* TEXT *
Return to Archive -by date - by topic - 2000
For those who need to justify railway privatisation, rather than, as we do, regarding it as just another of those things like the black death the seven plagues of Egypty, great solace can be found in the chart of Passenger's Charter punctuality published in the excellent ATOC Bulletin. The chart helpfully covers the years from 1994/95, when Railtrack became a separate entity,to the present day.
For the first two years, Railtrack was the infrastructure operator and British Rail ran the trains. Charter punctuality fluctuated around the 90% mark. Then in the summer of 1996 it began to climb, reaching a peak of 92.78% a year later.
So there you are then. The privatised railway offers a better service than BR.
But it pays to remember what was happening in the two years before the improvement started. Pretty well every one of the top two or three hundred managers in BR had several jobs. Their bit of BR had to be turned into a self contained business for sale, with new organisations to be created. Then data rooms had to be filled with financial and other information for use by prospective buyers. Any manager worth his salt was also likely to be mounting a management buy out. And, oh yes, there was also a railway to be run.
Amazing then that performance during this howling chaos was not worse. And understandable the strong recovery when some form of stability was restored.
Throughout 1996 and into 1997, the passenger franchises were being let and the freight companies sold. The infrastructure maintenance and renewals companies and the signalling offices were being sold, as were the ROSCOs and TESCOs.
Not surprising then that in 1996 the industry let out a collective sigh of relief and got back to the reason why most managers had joined the business - to run the railway. As a microcosm of the industry we serve, that was certainly our experience. We started writing about service improvement plans, new train procurement and all the other staples of this magazine.

* WHAT YOU NEED TO DO *
#1 In the railway privatisation article, what peak did Passenger's Charter punctuality reach?
#2 Print the railway privatisation article starting with "Return to Archive" and going on through "service than BR.".
#3 Translate this sentence from the railway privatisation article into French: "Throughout 1996 and into 1997, the passenger franchises were being let and the freight companies sold."

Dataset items
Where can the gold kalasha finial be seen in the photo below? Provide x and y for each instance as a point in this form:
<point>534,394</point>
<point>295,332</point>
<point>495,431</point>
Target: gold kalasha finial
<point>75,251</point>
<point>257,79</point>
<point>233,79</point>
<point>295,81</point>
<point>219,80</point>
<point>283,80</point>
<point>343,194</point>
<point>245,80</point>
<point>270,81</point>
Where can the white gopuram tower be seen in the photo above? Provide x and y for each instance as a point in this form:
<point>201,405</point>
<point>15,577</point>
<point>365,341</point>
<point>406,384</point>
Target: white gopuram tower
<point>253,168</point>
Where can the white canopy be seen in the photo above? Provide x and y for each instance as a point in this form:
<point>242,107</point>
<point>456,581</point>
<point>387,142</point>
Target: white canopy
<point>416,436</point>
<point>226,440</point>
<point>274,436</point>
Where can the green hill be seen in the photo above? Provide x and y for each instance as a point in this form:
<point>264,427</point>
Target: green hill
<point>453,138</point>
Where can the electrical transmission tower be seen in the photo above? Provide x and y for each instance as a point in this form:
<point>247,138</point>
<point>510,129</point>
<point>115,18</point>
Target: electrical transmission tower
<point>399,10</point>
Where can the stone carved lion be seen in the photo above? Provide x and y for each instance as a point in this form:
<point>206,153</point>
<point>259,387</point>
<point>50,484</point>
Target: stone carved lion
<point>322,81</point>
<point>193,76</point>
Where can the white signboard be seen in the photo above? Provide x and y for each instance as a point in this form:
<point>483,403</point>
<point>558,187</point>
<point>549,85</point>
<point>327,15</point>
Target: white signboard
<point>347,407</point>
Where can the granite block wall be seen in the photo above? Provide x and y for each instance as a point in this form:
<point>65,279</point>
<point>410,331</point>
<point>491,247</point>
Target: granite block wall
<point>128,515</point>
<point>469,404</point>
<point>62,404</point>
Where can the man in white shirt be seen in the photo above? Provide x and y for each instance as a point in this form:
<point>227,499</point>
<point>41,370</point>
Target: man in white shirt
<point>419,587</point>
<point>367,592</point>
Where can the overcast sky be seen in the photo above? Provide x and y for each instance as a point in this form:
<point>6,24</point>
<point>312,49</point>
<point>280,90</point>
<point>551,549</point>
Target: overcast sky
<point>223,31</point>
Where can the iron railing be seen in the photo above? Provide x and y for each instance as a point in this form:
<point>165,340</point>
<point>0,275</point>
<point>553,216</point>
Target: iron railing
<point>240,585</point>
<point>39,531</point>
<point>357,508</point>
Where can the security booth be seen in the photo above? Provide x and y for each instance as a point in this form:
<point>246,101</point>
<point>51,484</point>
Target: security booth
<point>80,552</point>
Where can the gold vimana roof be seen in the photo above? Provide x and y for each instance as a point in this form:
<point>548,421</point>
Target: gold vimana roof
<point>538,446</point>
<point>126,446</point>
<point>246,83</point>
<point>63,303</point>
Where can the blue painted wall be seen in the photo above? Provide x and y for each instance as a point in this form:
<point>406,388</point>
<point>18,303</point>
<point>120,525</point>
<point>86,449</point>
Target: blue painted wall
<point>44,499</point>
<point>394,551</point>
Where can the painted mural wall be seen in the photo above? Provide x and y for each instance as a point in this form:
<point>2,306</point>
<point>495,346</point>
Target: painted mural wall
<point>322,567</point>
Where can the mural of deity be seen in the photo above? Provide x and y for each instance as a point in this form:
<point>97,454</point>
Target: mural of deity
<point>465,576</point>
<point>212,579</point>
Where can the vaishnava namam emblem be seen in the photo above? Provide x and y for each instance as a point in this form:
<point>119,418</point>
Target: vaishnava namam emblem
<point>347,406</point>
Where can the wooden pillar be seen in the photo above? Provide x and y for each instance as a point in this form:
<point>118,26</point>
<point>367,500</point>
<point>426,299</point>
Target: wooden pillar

* PROBLEM SOLUTIONS *
#1 92.78%

#2
Return to Archive -by date - by topic - 2000
For those who need to justify railway privatisation, rather than, as we do, regarding it as just another of those things like the black death the seven plagues of Egypty, great solace can be found in the chart of Passenger's Charter punctuality published in the excellent ATOC Bulletin. The chart helpfully covers the years from 1994/95, when Railtrack became a separate entity,to the present day.
For the first two years, Railtrack was the infrastructure operator and British Rail ran the trains. Charter punctuality fluctuated around the 90% mark. Then in the summer of 1996 it began to climb, reaching a peak of 92.78% a year later.
So there you are then. The privatised railway offers a better service than BR.

#3 Tout au long de 1996 et jusqu'en 1997, les franchises de transport de voyageurs étaient attribuées et les compagnies de fret vendues.